# Brano di testo
=======

DISEGNARE LE NOTE E LEGARE I SUONI CON LO SPAGO- VINICIO CAPOSSELA DALLE OSTERIE AL POVERO CRISTO: UN CANTICO PER TUTTE LE CREATURE, PER LA MOLTEPLICITA’, PER COLMARE LA FRATTURA FRA UOMO E NATURA.
Intervista a Vinicio Capossela: «Imparai a suonare in chiesa, per amore della nipote del parroco»
Il cantautore: «Il mito di mio padre era Celentano: quando l’ho incontrato mi sono inchinato davanti a lui. La Rete? La tratto come faceva mia nonna in Irpinia con la tv: gli metteva una tendina sopra, lo considerava un intruso in casa»
«Ho imparato
a suonare i primi accordi sull’armonium in parrocchia: ero segretamente
innamorato di Maria Grazia, la nipote del parroco».
Vinicio Capossela non è semplicemente un musicista, ma un po’ antropologo ed
enigmatico filosofo. Le sue ballate sembrano riferirsi a mondi lontani, come la
città dov’è nato, Hannover. «Sono stato pochissimo in quella città, non ho
fatto nemmeno in tempo a imparare le parolacce in tedesco, perché poi sono
cresciuto in Emilia Romagna. I miei genitori, originari dell’Irpinia, erano
emigranti».
Che
mestiere faceva suo padre in Germania?
«I lavori più umili e più faticosi,
quelli che potevano fare solo gli emigranti. Ma era appassionato di musica,
tanto che mi chiamo Vinicio in omaggio a un fisarmonicista degli anni ‘60, che
mio padre apprezzava tanto. Un giorno si presentò a casa con un giradischi e
con dei 45 giri che erano bellissimi, coloratissimi. Il suo mito era Adriano
Celentano, se lo sognava di notte e, quando molti anni dopo io incontrai il
famoso cantante in una trasmissione televisiva, dov’ero stato invitato, mi
inchinai di fronte a lui come fosse una divinità: era l’omaggio che mio padre
avrebbe voluto fargli».
Quando
ha deciso che avrebbe fatto il musicista?

=======

# Il compito
Riproduci fedelmente tutto ciò che nell'intervista a Vinicio Capossela va da "DISEGNARE LE NOTE" fino a "UOMO E NATURA.". Le righe riportate più avanti non sono necessarie.

# Dati forniti
=======

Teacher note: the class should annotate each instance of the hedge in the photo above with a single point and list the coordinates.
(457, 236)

=======

# Il risultato
DISEGNARE LE NOTE E LEGARE I SUONI CON LO SPAGO- VINICIO CAPOSSELA DALLE OSTERIE AL POVERO CRISTO: UN CANTICO PER TUTTE LE CREATURE, PER LA MOLTEPLICITA’, PER COLMARE LA FRATTURA FRA UOMO E NATURA.